[[ SUPPLIED RECORDS, beginning ]]

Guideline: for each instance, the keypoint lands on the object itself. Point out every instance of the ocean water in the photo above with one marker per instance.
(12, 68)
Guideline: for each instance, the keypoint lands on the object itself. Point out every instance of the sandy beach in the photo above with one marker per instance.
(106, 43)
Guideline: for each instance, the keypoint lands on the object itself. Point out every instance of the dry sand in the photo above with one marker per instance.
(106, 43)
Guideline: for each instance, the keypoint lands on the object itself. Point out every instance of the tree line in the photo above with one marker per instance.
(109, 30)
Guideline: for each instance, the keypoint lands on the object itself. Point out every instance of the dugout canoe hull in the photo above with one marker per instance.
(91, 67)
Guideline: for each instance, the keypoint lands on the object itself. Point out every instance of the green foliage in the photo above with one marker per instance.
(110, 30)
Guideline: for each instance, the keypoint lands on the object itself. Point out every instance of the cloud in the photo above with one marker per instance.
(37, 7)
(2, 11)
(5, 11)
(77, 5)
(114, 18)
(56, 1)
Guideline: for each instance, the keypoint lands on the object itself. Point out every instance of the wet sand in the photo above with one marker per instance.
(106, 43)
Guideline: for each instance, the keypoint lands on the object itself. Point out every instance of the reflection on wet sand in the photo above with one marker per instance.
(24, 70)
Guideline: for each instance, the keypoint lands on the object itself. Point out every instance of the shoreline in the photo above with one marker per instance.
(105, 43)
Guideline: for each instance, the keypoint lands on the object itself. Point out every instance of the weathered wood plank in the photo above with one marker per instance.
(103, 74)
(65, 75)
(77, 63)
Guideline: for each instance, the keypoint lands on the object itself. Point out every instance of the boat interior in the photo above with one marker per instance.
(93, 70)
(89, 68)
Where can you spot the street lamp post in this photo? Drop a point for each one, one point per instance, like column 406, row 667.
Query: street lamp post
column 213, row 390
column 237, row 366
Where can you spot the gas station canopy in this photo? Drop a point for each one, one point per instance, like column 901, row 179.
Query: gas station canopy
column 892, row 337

[[ SUPPLIED RECORDS, end ]]

WHAT TO DO> Looking at the records above, say how many lines hold the string "like". Write nothing but the number.

WRITTEN ANSWER> 2